**Source text:**

- Scottsburg Location within New York Scottsburg Location within the United States
- Coordinates: 42°39′51″N 77°42′51″W﻿ / ﻿42.66417°N 77.71417°W
- Country: United States
- State: New York
- County: Livingston
- Towns: Sparta, Groveland

Area
- • Total: 0.17 sq mi (0.43 km^{2})
- • Land: 0.17 sq mi (0.43 km^{2})
- • Water: 0 sq mi (0.00 km^{2})
- Elevation: 925 ft (282 m)

Population (2020)
- • Total: 137
- • Density: 832.9/sq mi (321.58/km^{2})
- Time zone: UTC-5 (Eastern (EST))
- • Summer (DST): UTC-4 (EDT)
- ZIP code: 14545
- Area code: 585
- GNIS feature ID: 964694
- FIPS code: 36-65926

= Scottsburg, New York =

Scottsburg is a hamlet and census-designated place (CDP) in Livingston County, New York, United States. As of the 2020 census, Scottsburg had a population of 137. New York State Route 256 passes through the community.

**Work instructions:**
a. According to the article on Scottsburg, New York, which state route passes through the community?
b. Extend the article on Scottsburg, New York, starting right after its final sentence.

**Study material:**
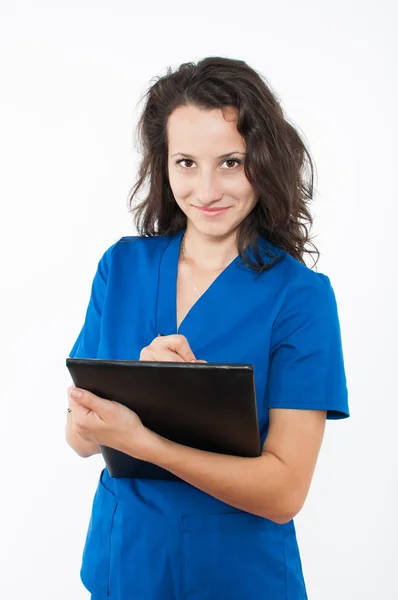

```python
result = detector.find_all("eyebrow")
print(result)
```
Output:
[171,150,245,160]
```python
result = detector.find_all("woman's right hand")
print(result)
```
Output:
[140,333,206,362]
[65,386,100,458]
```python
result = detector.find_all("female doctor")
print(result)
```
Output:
[66,57,349,600]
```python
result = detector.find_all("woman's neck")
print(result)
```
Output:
[181,228,238,271]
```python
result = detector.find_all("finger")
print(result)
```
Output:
[156,334,196,362]
[140,346,185,362]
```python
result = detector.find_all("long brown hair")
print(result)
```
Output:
[128,57,319,271]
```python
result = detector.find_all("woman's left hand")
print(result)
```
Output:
[70,386,152,458]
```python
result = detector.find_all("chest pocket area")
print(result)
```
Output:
[80,471,117,598]
[182,513,286,600]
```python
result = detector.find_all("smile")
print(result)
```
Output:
[195,206,229,217]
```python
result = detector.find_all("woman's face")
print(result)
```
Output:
[167,105,257,237]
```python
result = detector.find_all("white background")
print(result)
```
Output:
[0,0,398,600]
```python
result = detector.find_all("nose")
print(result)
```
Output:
[194,173,223,208]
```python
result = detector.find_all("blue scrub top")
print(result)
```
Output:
[70,231,349,600]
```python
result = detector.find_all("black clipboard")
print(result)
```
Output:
[66,358,261,480]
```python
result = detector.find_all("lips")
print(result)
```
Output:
[195,206,229,217]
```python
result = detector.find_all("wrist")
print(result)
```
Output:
[120,427,165,463]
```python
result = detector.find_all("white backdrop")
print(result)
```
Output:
[0,0,398,600]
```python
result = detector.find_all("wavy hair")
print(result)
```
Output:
[128,57,319,271]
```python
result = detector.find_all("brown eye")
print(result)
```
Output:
[224,158,242,171]
[177,158,193,169]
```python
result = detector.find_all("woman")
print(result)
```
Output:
[66,58,349,600]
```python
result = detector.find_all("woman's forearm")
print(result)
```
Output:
[125,432,301,523]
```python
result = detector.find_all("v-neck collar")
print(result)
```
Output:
[156,229,277,352]
[157,229,241,338]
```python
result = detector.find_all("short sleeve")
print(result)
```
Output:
[267,271,350,419]
[69,242,117,358]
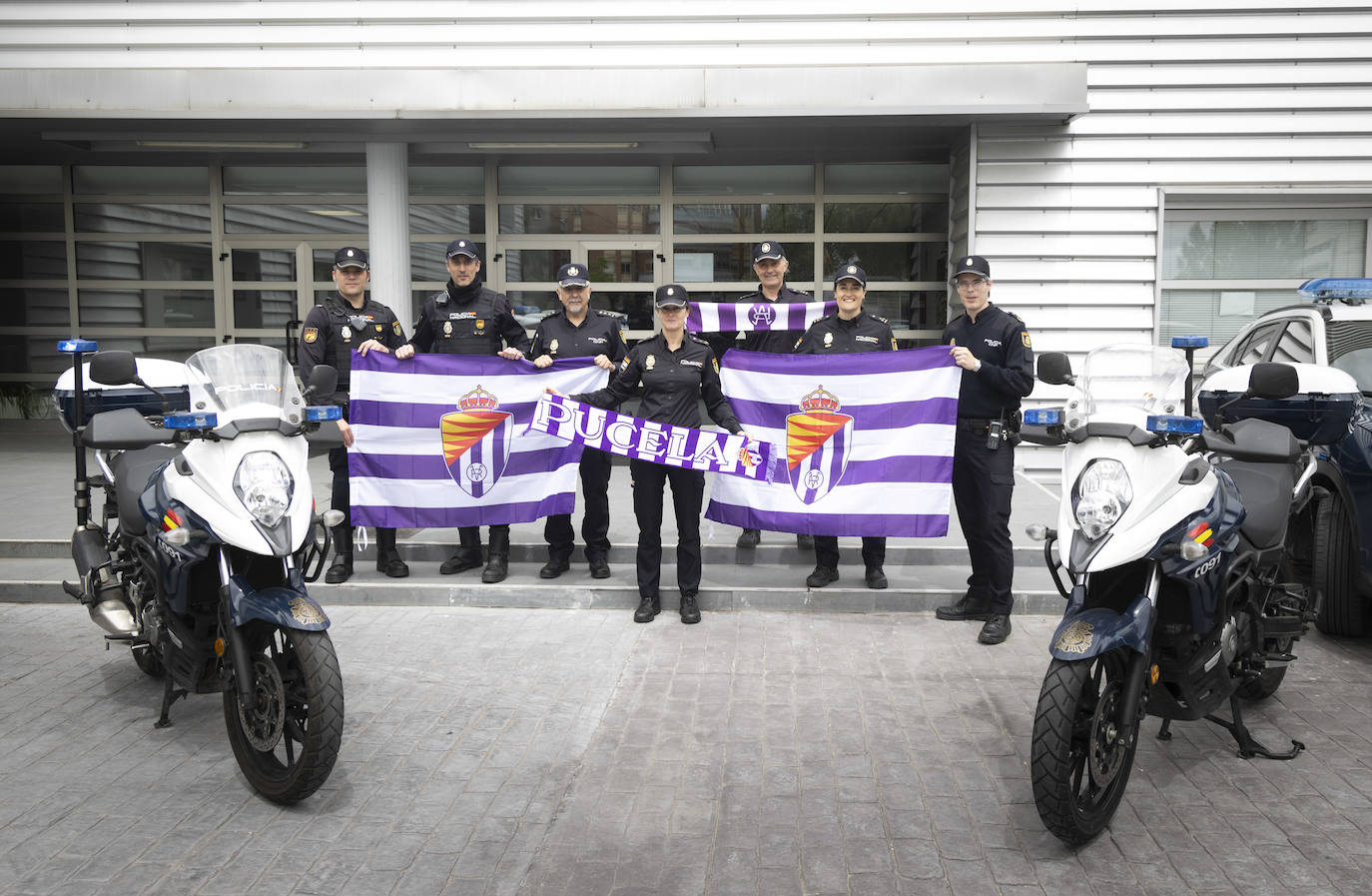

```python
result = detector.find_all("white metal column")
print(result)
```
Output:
[366,143,414,326]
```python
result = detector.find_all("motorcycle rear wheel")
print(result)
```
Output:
[224,623,343,804]
[1030,647,1138,845]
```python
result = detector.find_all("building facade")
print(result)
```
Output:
[0,0,1372,397]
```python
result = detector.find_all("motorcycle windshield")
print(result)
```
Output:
[185,343,304,424]
[1077,346,1191,427]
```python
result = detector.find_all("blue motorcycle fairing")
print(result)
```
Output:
[1048,584,1152,660]
[229,575,330,631]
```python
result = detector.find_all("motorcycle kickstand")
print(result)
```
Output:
[153,671,187,728]
[1206,694,1305,759]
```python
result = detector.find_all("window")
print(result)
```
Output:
[1158,207,1372,350]
[1272,317,1314,364]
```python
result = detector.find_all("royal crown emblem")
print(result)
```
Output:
[800,386,843,412]
[457,386,501,411]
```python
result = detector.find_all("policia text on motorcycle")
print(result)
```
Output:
[935,256,1033,643]
[795,265,896,588]
[300,246,410,584]
[395,240,529,583]
[529,265,628,579]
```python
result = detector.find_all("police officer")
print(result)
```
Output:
[395,240,529,583]
[935,256,1033,643]
[300,246,410,584]
[529,265,628,579]
[796,265,896,588]
[572,283,742,624]
[729,240,815,550]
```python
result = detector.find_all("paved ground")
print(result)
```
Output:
[0,603,1372,896]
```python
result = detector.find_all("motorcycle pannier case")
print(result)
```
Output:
[1196,364,1362,445]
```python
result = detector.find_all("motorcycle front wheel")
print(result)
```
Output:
[224,623,343,804]
[1030,647,1138,845]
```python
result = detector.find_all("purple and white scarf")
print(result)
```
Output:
[525,393,779,483]
[686,301,839,334]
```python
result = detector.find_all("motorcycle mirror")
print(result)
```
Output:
[304,364,339,398]
[1038,352,1077,386]
[88,352,139,386]
[1248,361,1301,398]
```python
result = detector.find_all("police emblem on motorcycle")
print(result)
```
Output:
[1052,619,1094,653]
[439,386,514,498]
[786,386,854,503]
[291,597,324,625]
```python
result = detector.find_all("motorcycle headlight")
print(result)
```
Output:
[234,451,295,528]
[1071,458,1133,540]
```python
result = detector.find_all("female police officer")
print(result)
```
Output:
[796,265,896,588]
[556,284,742,624]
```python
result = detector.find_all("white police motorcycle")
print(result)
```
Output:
[58,339,343,803]
[1021,338,1361,844]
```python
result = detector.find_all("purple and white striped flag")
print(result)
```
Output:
[347,352,609,528]
[705,346,962,537]
[528,396,781,481]
[686,301,839,334]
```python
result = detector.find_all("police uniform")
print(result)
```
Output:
[528,265,628,579]
[937,256,1033,643]
[297,247,408,581]
[711,240,815,550]
[410,240,529,581]
[795,265,896,588]
[572,284,742,621]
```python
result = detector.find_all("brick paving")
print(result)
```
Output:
[0,603,1372,896]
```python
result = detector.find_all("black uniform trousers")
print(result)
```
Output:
[628,458,705,597]
[815,535,887,569]
[543,448,610,562]
[953,420,1016,614]
[330,411,395,557]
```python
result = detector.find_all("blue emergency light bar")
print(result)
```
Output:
[58,339,100,354]
[1025,408,1061,427]
[162,412,220,430]
[1171,337,1210,349]
[1148,415,1204,435]
[1296,277,1372,299]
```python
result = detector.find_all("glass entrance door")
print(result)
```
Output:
[491,238,663,339]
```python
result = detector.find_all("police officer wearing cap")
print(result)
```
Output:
[796,265,896,588]
[729,240,815,550]
[529,264,628,579]
[298,246,410,584]
[395,240,529,583]
[559,283,742,624]
[935,256,1033,643]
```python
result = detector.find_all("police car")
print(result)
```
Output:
[1202,277,1372,635]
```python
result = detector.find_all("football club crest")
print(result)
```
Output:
[439,386,514,498]
[786,386,854,503]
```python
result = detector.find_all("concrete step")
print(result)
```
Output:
[0,529,1042,568]
[0,551,1061,613]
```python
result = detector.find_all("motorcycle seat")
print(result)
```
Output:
[110,445,181,536]
[1219,459,1296,550]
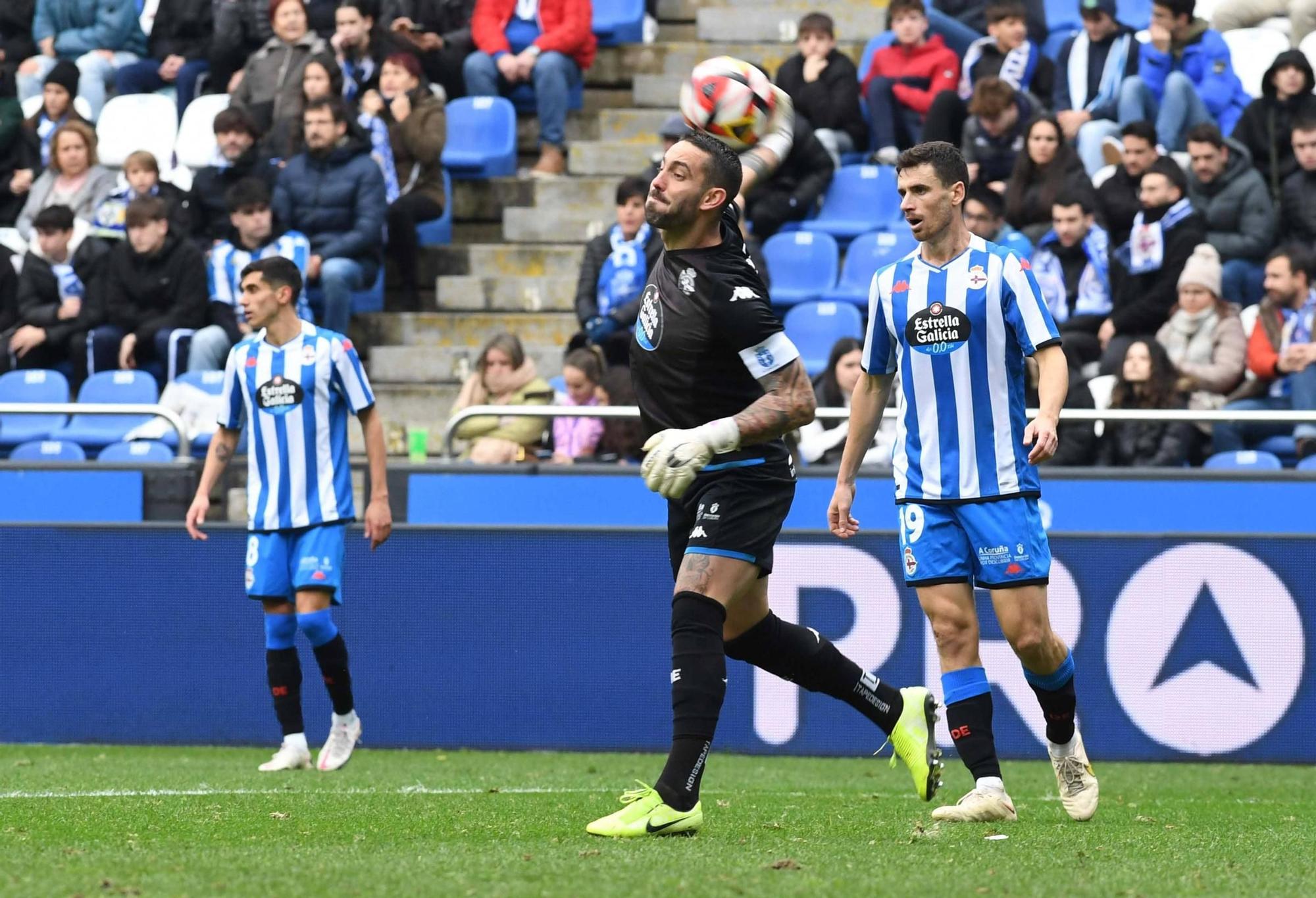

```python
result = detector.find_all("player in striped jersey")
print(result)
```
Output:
[187,257,392,770]
[828,142,1098,822]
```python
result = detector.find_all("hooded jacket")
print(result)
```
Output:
[100,233,209,353]
[1232,50,1316,200]
[1188,137,1277,262]
[271,132,388,283]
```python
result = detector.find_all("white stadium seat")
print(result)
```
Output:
[96,93,178,171]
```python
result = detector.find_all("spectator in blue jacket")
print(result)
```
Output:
[18,0,146,121]
[1051,0,1138,176]
[274,97,388,333]
[1120,0,1252,150]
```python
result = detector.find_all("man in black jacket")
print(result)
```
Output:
[1096,121,1159,246]
[114,0,215,117]
[188,107,279,251]
[776,12,867,167]
[1096,157,1207,374]
[91,196,209,379]
[4,205,105,380]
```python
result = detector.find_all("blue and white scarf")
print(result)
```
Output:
[959,37,1038,100]
[1032,225,1112,324]
[1066,32,1133,112]
[1116,196,1192,274]
[597,221,650,314]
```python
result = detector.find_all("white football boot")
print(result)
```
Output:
[316,711,361,772]
[1046,730,1099,820]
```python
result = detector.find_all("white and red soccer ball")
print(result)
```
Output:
[680,57,776,151]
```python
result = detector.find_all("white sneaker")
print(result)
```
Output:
[261,740,311,773]
[932,789,1019,823]
[316,711,361,770]
[1046,730,1099,820]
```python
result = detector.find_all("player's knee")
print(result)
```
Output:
[297,609,338,648]
[265,615,297,651]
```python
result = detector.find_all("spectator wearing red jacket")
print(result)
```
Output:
[863,0,959,164]
[462,0,597,178]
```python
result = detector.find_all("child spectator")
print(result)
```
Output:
[961,78,1041,187]
[453,333,553,465]
[567,178,662,367]
[858,0,959,164]
[17,121,114,239]
[776,12,863,168]
[91,150,192,239]
[1005,116,1092,243]
[553,349,603,465]
[1096,339,1195,468]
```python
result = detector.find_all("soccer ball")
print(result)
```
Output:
[680,57,776,151]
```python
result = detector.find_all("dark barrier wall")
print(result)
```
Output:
[0,527,1316,762]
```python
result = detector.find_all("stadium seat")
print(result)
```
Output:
[174,93,229,171]
[96,93,178,171]
[416,168,453,246]
[442,96,516,178]
[1202,449,1283,472]
[0,368,68,447]
[592,0,645,47]
[763,230,840,305]
[9,439,87,461]
[1221,28,1290,97]
[783,303,863,378]
[50,371,159,449]
[822,228,919,308]
[96,439,175,462]
[803,166,904,239]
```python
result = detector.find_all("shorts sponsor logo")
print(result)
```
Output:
[905,303,971,355]
[636,284,662,353]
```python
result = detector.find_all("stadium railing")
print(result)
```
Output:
[440,405,1316,460]
[0,401,192,461]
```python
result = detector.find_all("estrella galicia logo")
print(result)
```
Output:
[905,303,970,355]
[636,284,662,351]
[255,374,305,414]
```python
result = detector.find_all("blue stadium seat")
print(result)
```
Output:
[803,166,904,239]
[0,368,68,447]
[441,91,521,178]
[50,371,159,449]
[96,439,175,462]
[9,439,87,461]
[416,168,453,246]
[822,228,919,308]
[592,0,645,47]
[783,303,863,378]
[1203,449,1283,472]
[763,230,840,305]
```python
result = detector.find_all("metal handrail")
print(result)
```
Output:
[0,401,192,461]
[440,405,1316,459]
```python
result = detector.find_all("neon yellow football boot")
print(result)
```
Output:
[584,782,704,839]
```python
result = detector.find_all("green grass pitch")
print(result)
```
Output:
[0,740,1316,898]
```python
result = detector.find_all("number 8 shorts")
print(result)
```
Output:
[898,498,1051,590]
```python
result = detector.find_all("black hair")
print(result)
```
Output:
[240,255,301,301]
[896,141,969,187]
[676,130,744,203]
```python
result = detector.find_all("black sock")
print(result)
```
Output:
[946,693,1000,780]
[726,611,904,734]
[654,591,726,811]
[1029,677,1075,745]
[265,648,307,736]
[307,634,353,714]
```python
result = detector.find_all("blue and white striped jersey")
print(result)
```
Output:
[863,237,1059,503]
[220,321,375,531]
[205,230,315,321]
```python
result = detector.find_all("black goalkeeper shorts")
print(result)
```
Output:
[667,460,795,578]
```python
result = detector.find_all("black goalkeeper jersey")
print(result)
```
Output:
[630,203,799,465]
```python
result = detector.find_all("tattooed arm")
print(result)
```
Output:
[734,358,816,446]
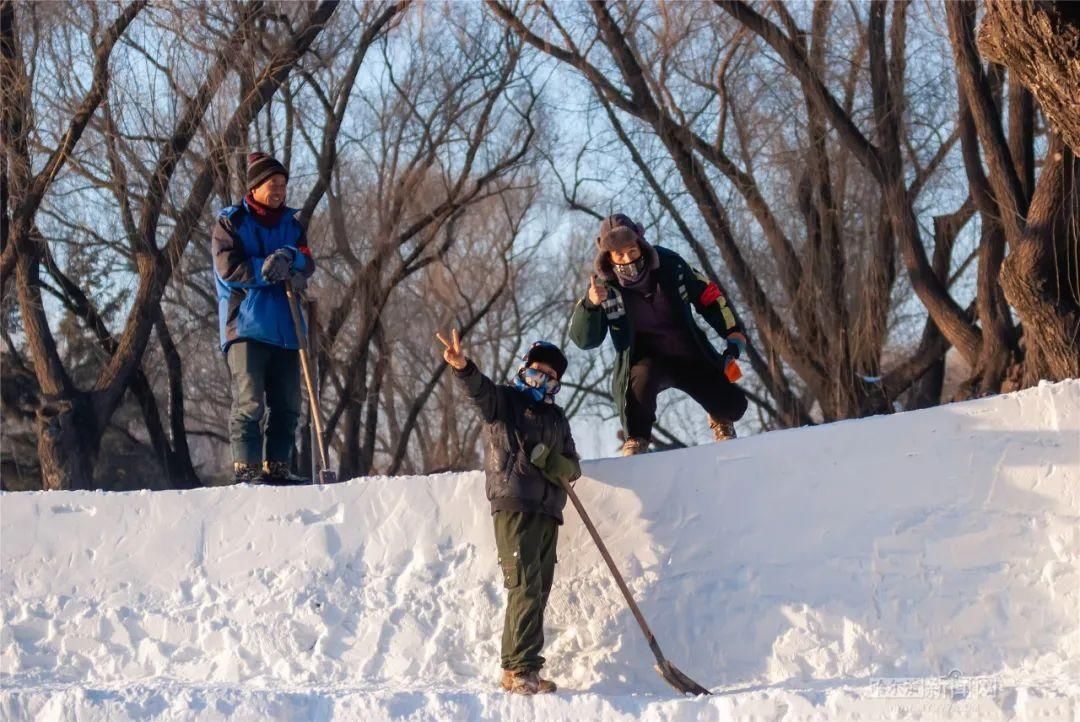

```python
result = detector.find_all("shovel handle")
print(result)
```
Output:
[559,479,667,668]
[285,281,333,482]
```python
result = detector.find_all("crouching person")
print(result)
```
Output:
[437,330,581,695]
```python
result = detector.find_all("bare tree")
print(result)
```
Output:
[2,2,337,488]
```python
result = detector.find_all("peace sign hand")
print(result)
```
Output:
[589,273,607,305]
[435,328,469,371]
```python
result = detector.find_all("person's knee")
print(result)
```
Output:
[232,397,266,426]
[731,389,750,421]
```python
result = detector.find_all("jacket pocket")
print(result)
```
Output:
[499,559,522,589]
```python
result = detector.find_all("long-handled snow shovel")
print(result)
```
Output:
[285,281,337,483]
[561,474,712,695]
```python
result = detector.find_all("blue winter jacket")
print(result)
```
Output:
[211,201,315,351]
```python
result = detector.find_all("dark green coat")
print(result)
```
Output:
[570,246,745,433]
[454,360,581,523]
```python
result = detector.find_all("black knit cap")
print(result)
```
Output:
[525,341,569,379]
[247,153,288,191]
[596,213,645,253]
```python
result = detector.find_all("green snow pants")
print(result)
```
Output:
[492,512,558,672]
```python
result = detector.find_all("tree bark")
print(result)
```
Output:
[978,0,1080,154]
[1001,135,1080,385]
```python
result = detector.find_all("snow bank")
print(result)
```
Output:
[0,382,1080,721]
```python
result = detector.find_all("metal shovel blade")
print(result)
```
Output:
[657,659,713,695]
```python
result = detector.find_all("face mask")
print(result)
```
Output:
[514,368,562,404]
[611,256,645,283]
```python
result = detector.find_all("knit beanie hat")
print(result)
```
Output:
[523,341,569,379]
[596,213,645,254]
[247,153,288,191]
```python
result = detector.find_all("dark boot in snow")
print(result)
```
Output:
[622,436,649,457]
[232,461,262,483]
[708,416,735,441]
[262,461,311,487]
[499,669,558,694]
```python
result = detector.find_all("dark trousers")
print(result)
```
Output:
[227,341,300,464]
[492,512,558,671]
[626,356,747,439]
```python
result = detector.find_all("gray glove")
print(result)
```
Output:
[288,271,308,294]
[262,248,296,283]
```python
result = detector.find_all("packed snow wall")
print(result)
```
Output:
[0,382,1080,719]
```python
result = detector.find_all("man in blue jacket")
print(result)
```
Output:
[211,153,315,483]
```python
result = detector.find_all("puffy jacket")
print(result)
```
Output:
[211,201,315,351]
[454,360,581,523]
[569,246,745,434]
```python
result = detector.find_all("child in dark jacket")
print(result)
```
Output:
[437,330,581,695]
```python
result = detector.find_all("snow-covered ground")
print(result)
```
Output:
[0,382,1080,722]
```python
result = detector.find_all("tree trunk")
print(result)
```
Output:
[978,0,1080,153]
[1001,135,1080,385]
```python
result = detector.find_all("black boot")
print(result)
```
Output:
[262,461,311,487]
[232,461,262,483]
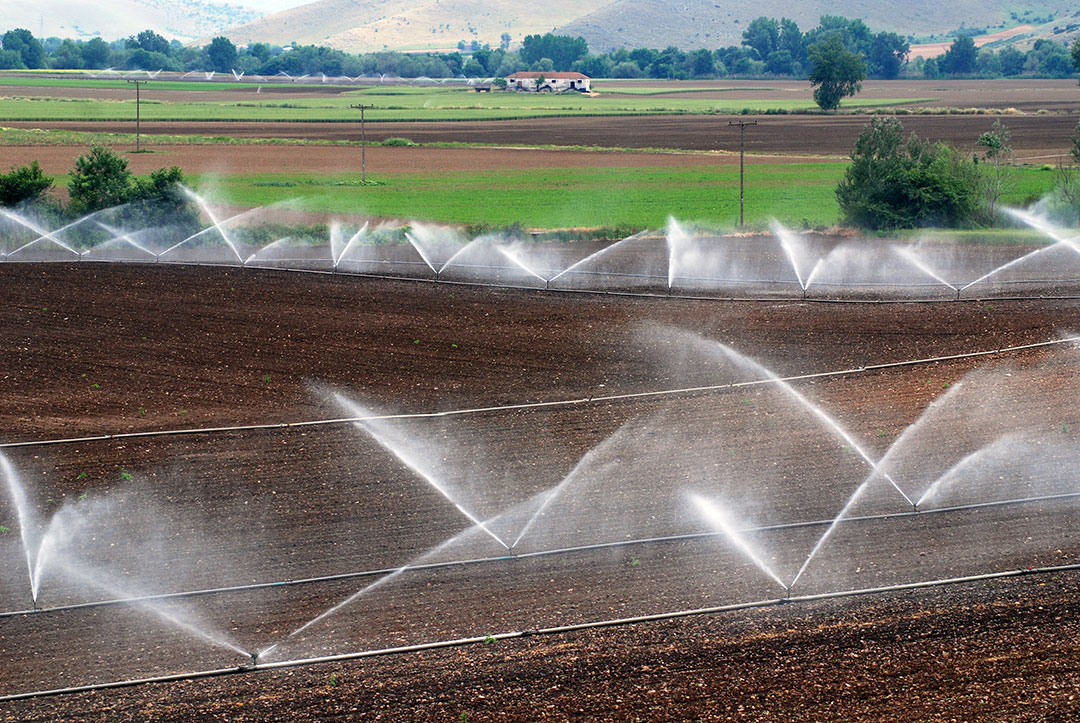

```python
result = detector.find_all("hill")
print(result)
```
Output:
[558,0,1075,51]
[0,0,259,41]
[214,0,1075,52]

**Answers for this exercise:**
a. New York State Route 256

b.
==Geography==
Scottsburg is in southern Livingston County, mainly in the northern part of the town of Sparta. A small portion of the CDP extends west into the town of Groveland. State Route 256 leads south 8 mi to Dansville and north 12 mi to Lakeville. Geneseo, the Livingston county seat, is 12 miles northwest of Scottsburg.

According to the U.S. Census Bureau, the Scottsburg CDP has an area of 0.16 mi2, all land. It sits in the valley of Conesus Inlet, which flows north 4 mi to Conesus Lake, the westernmost of the Finger Lakes.

==Demographics==

Historical population
| Census | Pop. | Note | %± |
| 2020 | 137 |  | — |
U.S. Decennial Census

==Points of interest==
- The gravesite of Daniel Shays is in Union Cemetery.